*** Data supplied ***
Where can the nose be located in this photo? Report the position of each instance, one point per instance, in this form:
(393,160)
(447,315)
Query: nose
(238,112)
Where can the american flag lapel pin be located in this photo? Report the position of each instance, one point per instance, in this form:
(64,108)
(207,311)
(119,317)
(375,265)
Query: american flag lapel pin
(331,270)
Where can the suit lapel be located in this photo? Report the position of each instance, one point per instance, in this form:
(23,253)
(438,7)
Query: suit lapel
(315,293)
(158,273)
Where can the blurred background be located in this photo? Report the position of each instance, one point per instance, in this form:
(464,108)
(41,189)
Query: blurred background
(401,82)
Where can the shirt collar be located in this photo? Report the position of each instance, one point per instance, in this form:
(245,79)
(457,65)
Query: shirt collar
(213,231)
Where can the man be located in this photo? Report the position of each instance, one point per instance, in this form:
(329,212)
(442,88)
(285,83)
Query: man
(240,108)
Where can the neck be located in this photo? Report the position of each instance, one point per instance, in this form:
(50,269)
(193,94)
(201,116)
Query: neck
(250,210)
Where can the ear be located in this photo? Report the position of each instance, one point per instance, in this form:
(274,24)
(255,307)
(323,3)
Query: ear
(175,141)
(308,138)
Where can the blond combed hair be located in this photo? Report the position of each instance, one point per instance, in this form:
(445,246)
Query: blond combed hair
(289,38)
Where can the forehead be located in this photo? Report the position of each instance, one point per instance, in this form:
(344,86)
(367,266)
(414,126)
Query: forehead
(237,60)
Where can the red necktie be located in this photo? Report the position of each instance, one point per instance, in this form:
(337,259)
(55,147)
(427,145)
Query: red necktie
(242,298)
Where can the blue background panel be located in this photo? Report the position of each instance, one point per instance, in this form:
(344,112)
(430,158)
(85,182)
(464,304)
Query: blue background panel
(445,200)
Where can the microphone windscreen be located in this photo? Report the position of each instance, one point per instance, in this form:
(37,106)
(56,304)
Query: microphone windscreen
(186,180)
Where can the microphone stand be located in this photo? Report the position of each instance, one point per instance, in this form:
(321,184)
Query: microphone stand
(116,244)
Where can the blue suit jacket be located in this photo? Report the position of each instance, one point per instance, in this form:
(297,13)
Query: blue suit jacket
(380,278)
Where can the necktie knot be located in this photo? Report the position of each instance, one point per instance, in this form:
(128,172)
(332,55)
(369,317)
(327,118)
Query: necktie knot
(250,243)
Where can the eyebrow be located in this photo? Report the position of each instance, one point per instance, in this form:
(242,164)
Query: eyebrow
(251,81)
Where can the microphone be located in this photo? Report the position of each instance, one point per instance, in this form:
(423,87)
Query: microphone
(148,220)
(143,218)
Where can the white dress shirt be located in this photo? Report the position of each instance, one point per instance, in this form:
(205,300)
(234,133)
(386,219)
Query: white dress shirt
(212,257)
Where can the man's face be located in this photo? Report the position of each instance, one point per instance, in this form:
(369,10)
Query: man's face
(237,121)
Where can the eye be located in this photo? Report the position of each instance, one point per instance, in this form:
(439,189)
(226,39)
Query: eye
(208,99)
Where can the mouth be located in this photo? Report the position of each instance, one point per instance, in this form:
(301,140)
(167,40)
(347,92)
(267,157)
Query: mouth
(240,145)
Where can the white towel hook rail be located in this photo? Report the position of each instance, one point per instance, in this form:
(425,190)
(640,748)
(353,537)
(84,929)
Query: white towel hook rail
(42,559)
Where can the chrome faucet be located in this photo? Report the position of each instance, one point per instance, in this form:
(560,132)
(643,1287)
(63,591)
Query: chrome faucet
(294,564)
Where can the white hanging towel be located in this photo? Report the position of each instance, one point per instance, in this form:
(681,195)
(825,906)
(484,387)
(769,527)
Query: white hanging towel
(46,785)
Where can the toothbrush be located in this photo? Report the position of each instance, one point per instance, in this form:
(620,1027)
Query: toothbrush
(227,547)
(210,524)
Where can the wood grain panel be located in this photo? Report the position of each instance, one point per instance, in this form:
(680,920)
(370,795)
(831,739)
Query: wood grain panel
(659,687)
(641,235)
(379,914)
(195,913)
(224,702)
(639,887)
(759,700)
*** End of Data supplied ***
▸ Required work
Set down the whole listing exactly.

▸ Task response
Where can the nose be located in this photo? Report the position of each instance, one point per instance, in this form:
(393,160)
(447,315)
Query: nose
(238,112)
Where can the american flag lapel pin be located in this photo? Report the position of each instance, one point per instance, in this form:
(64,108)
(207,311)
(119,317)
(375,265)
Query: american flag lapel pin
(331,270)
Where can the suit lapel be located in this photo? Report the position of each instance, one point per instance, in this form:
(23,253)
(438,7)
Query: suit lapel
(315,293)
(158,273)
Where can the blurred background be located in this photo? Report the position of each instance, one point per instance, in this form:
(464,108)
(41,189)
Query: blurred background
(401,82)
Where can the shirt collar be located in this photo? Report the position of each instance, one point per instance, in this form:
(245,79)
(457,65)
Query: shirt collar
(213,231)
Where can the man be located in this photo? Report the position of each instance, one point per instance, in this form:
(329,212)
(442,88)
(285,83)
Query: man
(240,108)
Where can the neck be located in this photo? Report the position of each instance, one point per instance, in this form:
(50,269)
(193,94)
(201,116)
Query: neck
(250,210)
Where can the ear be located in this photo? Report the position of each instance, one point per instance, in this form:
(274,24)
(255,307)
(323,3)
Query: ear
(175,141)
(308,138)
Where can the blond combed hair be located in this photo? Report the position of each instance, one point per instance, in this form:
(445,246)
Query: blond combed hair
(289,38)
Where can the forehead be located in this photo? Report the position of each instance, one point per instance, in this form:
(344,86)
(367,266)
(414,126)
Query: forehead
(237,60)
Where can the red necktie be located in this photo? Report the position of each instance, one point per instance, in this form:
(337,259)
(55,147)
(427,145)
Query: red necktie
(242,298)
Where can the blue background panel be located in this photo? Report the position of each instance, one point per instance, in this form:
(344,112)
(430,158)
(85,182)
(464,304)
Query: blue background panel
(445,200)
Where can the microphone windscreen be located in this photo? Report the position of each instance, one point per instance, in this form:
(37,106)
(56,304)
Query: microphone windscreen
(186,180)
Where can the microphone stand be located in this photo? Report the position of each instance, one point per instance, in this form:
(321,184)
Query: microphone stand
(116,244)
Where can the blue suit jacket be located in this photo? Report the position of each instance, one point per instance, in this form:
(297,13)
Query: blue suit jacket
(380,278)
Where can the necktie knot be located in this photo? Report the position of each instance, one point per instance, in this form:
(128,172)
(332,55)
(369,317)
(327,118)
Query: necktie knot
(250,243)
Where can the eyebrow be located in this photo? Report the position of each instance, one point per instance, in this form:
(242,164)
Query: eyebrow
(251,81)
Where can the microphone be located in this photo? Report the position of each instance, one point per instance, in this form:
(423,87)
Query: microphone
(148,220)
(143,218)
Where can the white dress shirt be located in this photo? Report the position of each instance, one point per instance, in this form:
(205,300)
(234,133)
(386,219)
Query: white dress shirt
(212,257)
Where can the man's face be located in this photo? Report the position of each instance, one point per instance, in this form:
(369,10)
Query: man's face
(237,121)
Where can the eye be located in this photo? Report the position of each instance, one point per instance, in this form:
(439,189)
(226,39)
Query: eye
(208,99)
Where can the mouth be located in this photo? Report the position of each instance, one point per instance, in this form:
(301,140)
(167,40)
(347,92)
(267,157)
Query: mouth
(240,145)
Where can the white towel hook rail be located in this photo? Report the position of each instance, one point per instance, in this form:
(425,190)
(640,748)
(353,537)
(84,929)
Query: white towel hook rail
(42,559)
Where can the chrome faucet be located in this photo? Report the position of each instance, one point per instance, in this form:
(560,132)
(643,1287)
(63,591)
Query: chrome faucet
(294,564)
Where can the white hanging towel be located in this photo? Report the position of each instance, one point per instance, in this form:
(681,195)
(825,906)
(484,387)
(769,527)
Query: white hanging towel
(46,785)
Where can the toothbrush be located in this photo? Report the position of each instance, one point per instance, in this form:
(620,1027)
Query: toothbrush
(227,547)
(210,524)
Where can the wood grain panel be located in this photo? Report the position of each instance, one point per instance, in this form:
(680,920)
(370,795)
(831,739)
Query: wood grain panel
(659,687)
(641,235)
(379,914)
(195,913)
(224,702)
(639,887)
(759,700)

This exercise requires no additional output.